EXERCISE REQUIREMENTS —
Reproduce verbatim the final portion of the material below, from the line containing "Target: blue blanket" through its last line, and nothing else.

EXTRACTED RECORDS —
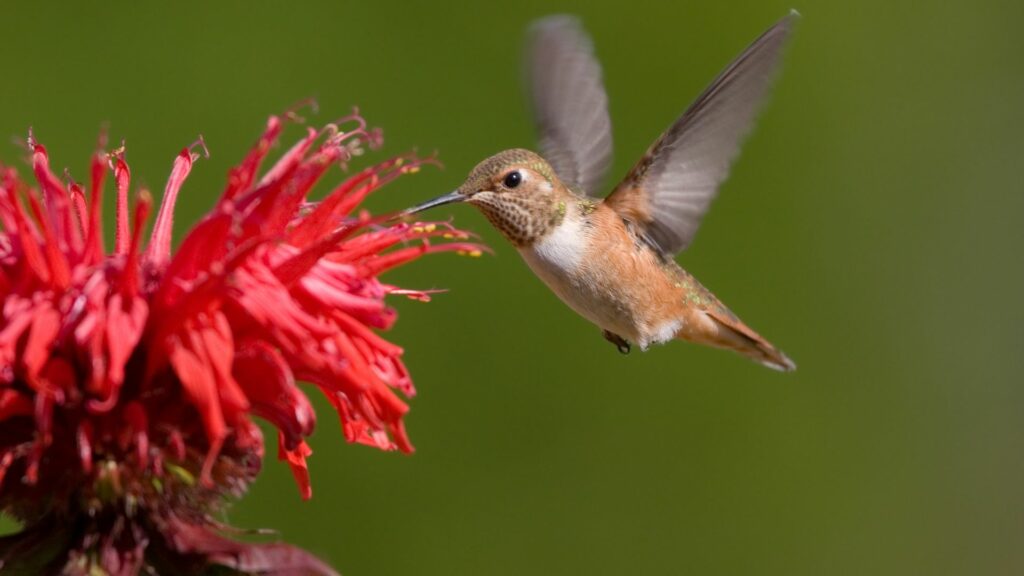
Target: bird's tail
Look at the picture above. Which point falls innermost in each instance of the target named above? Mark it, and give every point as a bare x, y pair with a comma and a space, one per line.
727, 331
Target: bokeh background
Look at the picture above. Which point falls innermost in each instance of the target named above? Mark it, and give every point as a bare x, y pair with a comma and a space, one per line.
872, 229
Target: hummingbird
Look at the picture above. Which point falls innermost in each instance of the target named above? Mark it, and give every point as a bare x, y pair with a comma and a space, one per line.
612, 260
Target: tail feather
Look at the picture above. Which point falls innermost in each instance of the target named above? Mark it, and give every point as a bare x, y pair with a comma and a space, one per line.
733, 334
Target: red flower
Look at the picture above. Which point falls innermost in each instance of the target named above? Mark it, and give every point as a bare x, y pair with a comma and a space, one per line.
128, 379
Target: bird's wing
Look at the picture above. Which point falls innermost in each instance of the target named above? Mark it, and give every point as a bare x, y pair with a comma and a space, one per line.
669, 191
568, 101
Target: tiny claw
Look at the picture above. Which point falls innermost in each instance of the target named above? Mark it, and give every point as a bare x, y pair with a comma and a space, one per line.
621, 343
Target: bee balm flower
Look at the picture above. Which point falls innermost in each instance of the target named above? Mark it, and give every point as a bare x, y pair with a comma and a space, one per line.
129, 378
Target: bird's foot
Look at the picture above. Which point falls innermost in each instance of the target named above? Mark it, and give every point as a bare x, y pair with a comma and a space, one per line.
621, 343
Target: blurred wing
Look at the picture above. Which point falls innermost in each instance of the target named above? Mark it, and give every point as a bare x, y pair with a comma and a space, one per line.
568, 101
669, 191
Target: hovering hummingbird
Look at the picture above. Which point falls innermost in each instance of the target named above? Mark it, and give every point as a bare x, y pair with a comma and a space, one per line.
611, 260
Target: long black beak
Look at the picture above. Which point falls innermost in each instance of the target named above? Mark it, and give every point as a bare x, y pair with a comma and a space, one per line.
439, 201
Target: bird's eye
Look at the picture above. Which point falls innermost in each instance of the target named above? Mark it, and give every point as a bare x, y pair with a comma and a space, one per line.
512, 179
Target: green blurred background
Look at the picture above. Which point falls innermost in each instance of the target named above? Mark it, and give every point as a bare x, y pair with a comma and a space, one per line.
871, 229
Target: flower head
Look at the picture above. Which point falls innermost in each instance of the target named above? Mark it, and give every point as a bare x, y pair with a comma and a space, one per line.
129, 378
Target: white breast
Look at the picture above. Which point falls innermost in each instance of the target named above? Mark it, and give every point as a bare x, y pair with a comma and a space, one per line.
560, 250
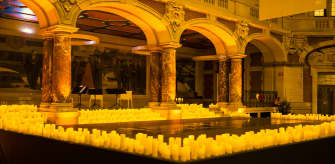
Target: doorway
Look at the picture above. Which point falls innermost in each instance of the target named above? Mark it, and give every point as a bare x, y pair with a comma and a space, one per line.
326, 99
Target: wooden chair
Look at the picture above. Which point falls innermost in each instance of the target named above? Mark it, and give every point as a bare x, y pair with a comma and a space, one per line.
127, 96
96, 98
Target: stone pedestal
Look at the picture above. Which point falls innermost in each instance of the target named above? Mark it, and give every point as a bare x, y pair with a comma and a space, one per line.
235, 84
60, 113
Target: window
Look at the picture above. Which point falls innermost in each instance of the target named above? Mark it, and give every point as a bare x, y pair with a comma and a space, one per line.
223, 3
254, 12
333, 8
319, 13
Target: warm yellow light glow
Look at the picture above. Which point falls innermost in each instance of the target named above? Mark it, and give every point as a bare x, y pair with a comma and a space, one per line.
27, 30
29, 121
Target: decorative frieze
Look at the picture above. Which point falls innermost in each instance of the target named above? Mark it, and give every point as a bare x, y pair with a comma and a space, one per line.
175, 15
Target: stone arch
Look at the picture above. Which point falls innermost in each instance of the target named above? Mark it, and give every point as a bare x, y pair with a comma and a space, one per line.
149, 20
45, 12
309, 49
221, 37
271, 48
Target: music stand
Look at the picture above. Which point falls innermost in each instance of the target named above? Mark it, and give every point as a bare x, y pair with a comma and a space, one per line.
117, 93
80, 90
95, 92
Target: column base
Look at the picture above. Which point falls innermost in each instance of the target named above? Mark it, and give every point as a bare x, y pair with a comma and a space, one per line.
235, 106
60, 113
153, 104
222, 104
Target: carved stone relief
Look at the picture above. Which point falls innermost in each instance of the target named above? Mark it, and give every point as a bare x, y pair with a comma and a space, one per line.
325, 56
68, 4
295, 44
175, 15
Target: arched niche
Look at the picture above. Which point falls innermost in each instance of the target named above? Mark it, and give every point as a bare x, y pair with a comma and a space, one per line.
150, 22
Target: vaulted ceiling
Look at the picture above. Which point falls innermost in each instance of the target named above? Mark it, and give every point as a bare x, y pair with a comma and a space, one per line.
101, 22
13, 9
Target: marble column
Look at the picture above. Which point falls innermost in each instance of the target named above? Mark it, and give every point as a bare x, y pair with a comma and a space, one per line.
168, 76
235, 84
223, 83
56, 82
61, 67
46, 69
155, 78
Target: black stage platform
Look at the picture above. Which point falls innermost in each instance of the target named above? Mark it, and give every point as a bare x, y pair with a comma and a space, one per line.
208, 126
18, 148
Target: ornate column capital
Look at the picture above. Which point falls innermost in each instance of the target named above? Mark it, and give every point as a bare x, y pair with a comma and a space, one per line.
222, 57
237, 56
170, 45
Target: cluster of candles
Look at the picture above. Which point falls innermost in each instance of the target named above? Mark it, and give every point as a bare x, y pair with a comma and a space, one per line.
121, 115
190, 111
179, 100
18, 108
26, 120
312, 117
239, 114
176, 148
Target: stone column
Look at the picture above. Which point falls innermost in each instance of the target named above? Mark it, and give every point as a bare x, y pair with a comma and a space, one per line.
235, 84
168, 76
46, 69
155, 79
223, 83
61, 67
56, 82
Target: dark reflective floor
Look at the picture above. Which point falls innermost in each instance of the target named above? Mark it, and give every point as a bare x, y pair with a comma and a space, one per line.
210, 127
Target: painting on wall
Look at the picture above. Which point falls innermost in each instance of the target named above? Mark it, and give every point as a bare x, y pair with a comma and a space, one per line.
111, 69
20, 70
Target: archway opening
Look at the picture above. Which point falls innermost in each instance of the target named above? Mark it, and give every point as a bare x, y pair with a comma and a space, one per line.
111, 64
196, 68
258, 78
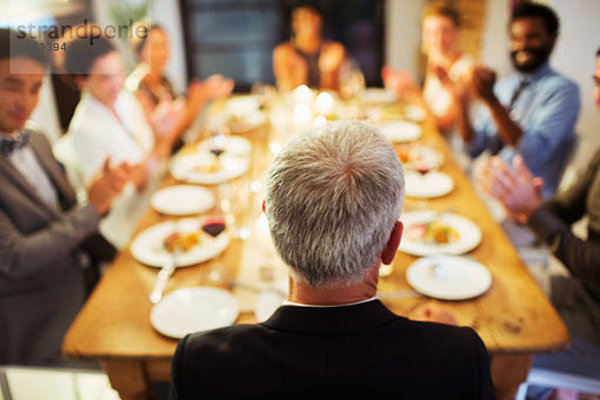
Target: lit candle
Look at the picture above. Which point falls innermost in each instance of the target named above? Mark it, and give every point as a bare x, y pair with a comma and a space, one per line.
303, 94
302, 114
324, 104
320, 121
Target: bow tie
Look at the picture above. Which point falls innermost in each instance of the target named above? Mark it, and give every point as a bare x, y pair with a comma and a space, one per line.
10, 143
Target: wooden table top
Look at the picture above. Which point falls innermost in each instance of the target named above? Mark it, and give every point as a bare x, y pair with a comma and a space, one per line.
514, 316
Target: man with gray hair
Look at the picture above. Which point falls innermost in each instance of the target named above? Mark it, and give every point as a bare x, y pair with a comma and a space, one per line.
334, 195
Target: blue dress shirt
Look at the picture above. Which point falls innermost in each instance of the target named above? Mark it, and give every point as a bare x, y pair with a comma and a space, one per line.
546, 110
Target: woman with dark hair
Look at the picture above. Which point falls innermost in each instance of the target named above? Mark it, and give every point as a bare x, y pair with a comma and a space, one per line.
153, 89
446, 67
307, 59
109, 124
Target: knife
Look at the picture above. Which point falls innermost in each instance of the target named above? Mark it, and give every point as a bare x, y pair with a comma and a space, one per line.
163, 277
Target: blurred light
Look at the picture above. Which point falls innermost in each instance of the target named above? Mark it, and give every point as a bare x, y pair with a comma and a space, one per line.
302, 114
320, 121
324, 104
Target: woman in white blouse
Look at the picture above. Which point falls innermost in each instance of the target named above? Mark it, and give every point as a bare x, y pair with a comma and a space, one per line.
109, 123
447, 67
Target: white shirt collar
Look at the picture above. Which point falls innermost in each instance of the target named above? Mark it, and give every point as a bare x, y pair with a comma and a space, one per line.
291, 303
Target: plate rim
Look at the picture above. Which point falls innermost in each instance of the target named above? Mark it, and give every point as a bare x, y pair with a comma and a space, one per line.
186, 185
213, 289
133, 246
417, 264
439, 194
425, 254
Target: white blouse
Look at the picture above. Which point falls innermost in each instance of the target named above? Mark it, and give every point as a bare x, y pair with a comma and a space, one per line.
436, 96
98, 134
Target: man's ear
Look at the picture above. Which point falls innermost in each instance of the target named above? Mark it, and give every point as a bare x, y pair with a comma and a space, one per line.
391, 247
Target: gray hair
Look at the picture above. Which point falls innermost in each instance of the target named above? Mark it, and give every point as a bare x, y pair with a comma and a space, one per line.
333, 196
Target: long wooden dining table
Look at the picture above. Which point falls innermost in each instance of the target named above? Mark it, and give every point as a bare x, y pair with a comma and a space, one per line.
513, 318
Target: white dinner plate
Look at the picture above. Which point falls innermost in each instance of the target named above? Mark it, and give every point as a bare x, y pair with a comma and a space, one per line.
422, 156
469, 234
266, 304
187, 168
377, 96
182, 200
194, 309
415, 113
230, 144
148, 248
246, 123
242, 105
400, 131
432, 184
449, 277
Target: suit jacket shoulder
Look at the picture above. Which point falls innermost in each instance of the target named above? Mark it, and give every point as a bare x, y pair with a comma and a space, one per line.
357, 350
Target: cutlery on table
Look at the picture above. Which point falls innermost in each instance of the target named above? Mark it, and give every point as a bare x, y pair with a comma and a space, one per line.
161, 281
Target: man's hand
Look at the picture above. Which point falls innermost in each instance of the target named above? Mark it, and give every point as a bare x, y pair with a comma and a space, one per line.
107, 185
482, 84
433, 312
331, 59
457, 89
519, 191
399, 82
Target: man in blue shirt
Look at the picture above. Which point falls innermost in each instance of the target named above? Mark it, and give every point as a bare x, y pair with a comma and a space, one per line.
532, 112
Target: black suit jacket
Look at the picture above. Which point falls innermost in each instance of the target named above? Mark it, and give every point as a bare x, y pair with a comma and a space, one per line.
42, 282
354, 351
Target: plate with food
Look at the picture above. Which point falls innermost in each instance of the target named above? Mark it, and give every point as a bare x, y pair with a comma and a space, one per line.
432, 232
419, 158
377, 96
182, 200
400, 131
245, 123
208, 168
235, 145
194, 309
188, 241
415, 113
448, 277
427, 185
243, 105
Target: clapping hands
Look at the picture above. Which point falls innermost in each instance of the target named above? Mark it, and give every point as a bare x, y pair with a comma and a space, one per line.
518, 190
482, 82
215, 86
399, 82
106, 185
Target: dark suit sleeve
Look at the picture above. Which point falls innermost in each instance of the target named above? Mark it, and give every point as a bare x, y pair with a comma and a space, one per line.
24, 255
570, 206
485, 388
551, 224
175, 391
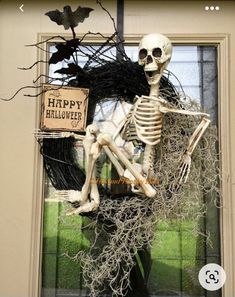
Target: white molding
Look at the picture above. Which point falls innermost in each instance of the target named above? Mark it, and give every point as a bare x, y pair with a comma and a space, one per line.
227, 225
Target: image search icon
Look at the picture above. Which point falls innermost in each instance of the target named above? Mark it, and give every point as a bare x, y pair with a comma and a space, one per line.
212, 277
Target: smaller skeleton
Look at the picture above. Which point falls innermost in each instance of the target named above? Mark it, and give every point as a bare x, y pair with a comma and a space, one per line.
143, 123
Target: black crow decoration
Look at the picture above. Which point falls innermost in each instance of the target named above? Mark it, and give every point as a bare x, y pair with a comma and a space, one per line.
69, 18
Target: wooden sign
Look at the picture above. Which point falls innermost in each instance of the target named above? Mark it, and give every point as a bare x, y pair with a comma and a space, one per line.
64, 108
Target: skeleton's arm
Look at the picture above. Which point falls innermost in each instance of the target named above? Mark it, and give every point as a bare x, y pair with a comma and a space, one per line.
185, 164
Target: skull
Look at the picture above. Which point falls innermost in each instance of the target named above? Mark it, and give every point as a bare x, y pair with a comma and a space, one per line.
154, 55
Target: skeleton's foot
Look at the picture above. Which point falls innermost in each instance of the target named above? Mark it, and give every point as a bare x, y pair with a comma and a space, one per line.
87, 207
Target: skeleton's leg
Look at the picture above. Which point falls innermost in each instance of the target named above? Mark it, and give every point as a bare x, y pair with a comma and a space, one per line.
90, 186
114, 161
106, 139
147, 167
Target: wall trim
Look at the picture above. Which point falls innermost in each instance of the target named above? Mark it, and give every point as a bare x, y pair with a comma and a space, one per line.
227, 221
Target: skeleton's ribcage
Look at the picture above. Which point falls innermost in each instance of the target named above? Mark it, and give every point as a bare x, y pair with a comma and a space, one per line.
144, 122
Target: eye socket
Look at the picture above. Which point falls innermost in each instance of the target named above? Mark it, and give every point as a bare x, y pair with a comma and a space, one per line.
157, 52
143, 53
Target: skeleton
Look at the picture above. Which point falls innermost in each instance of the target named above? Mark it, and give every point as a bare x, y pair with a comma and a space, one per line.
144, 123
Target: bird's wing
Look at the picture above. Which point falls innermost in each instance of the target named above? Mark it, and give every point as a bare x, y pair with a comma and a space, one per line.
56, 16
81, 13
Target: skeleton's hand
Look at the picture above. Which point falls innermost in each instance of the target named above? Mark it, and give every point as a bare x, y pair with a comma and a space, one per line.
184, 168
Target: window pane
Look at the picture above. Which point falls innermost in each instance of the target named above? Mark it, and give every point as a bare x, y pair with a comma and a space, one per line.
177, 253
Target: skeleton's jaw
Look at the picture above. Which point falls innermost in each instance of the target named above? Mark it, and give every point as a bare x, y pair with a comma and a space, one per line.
153, 77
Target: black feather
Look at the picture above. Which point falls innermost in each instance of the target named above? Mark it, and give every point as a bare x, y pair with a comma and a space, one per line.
69, 18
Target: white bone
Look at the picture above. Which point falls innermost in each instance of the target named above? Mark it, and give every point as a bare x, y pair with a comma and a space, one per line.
142, 123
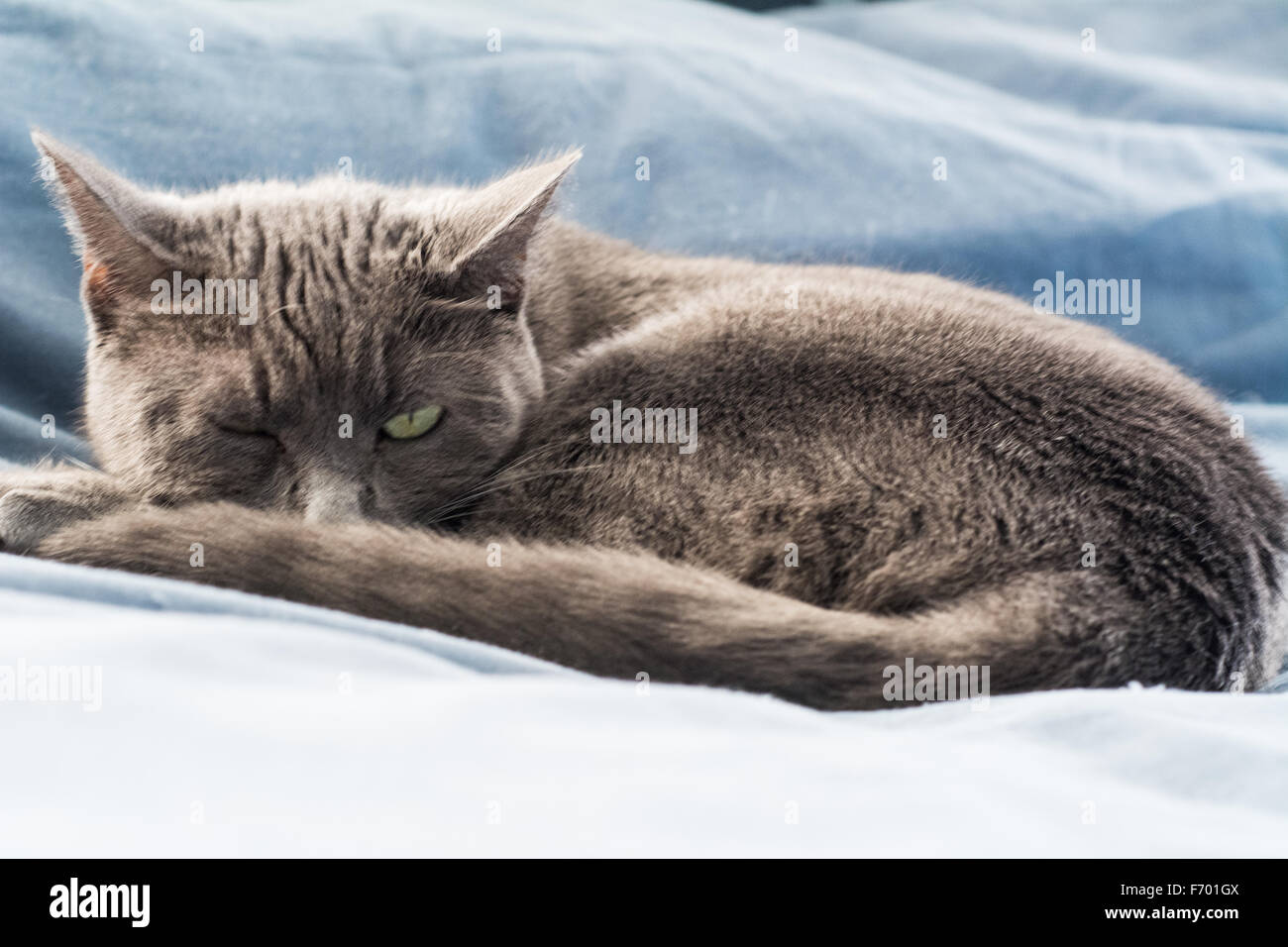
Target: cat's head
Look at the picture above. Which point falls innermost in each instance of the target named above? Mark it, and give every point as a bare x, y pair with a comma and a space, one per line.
336, 348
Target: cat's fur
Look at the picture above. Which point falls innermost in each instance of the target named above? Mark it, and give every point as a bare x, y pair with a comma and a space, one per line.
816, 428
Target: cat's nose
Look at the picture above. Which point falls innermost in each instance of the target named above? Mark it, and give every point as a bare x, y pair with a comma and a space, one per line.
331, 497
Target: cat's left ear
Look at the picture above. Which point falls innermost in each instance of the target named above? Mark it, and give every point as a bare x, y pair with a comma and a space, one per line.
496, 223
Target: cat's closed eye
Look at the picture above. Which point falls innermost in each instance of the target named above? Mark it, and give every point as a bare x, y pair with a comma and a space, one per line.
244, 429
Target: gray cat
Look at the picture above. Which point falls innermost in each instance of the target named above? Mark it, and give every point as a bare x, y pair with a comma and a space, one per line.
454, 411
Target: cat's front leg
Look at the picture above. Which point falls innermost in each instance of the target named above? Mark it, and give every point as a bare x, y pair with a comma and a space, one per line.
37, 502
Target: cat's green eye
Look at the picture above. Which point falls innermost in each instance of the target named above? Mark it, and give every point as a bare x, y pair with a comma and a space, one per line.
417, 423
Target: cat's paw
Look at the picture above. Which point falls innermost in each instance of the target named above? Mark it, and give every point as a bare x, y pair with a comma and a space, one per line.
35, 504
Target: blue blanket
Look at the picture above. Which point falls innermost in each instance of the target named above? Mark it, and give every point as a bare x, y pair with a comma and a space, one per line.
996, 142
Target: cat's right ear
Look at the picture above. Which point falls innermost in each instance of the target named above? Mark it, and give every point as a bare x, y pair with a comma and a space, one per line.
117, 228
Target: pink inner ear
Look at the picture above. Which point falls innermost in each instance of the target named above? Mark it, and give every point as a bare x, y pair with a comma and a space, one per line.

SOLVED EXERCISE —
Target: blue blanket
Look at the picture above. Which point falls innermost in each instance of the target named above? Mark it, and give every point as a bare x, y pair with a comma and a space, one per line.
996, 142
Target: cat's right ear
Look at the picture above. Which point falls innermost in each instance of the target named above? Mark it, and give every point as a bare x, y pair with a comma and a space, one per line.
117, 228
Target: pink inner ear
Look at the picture above. Which point falls innermost in each instance of the target named above? Mark it, and give every point as a bare x, y pair with a comma and a space, one per line.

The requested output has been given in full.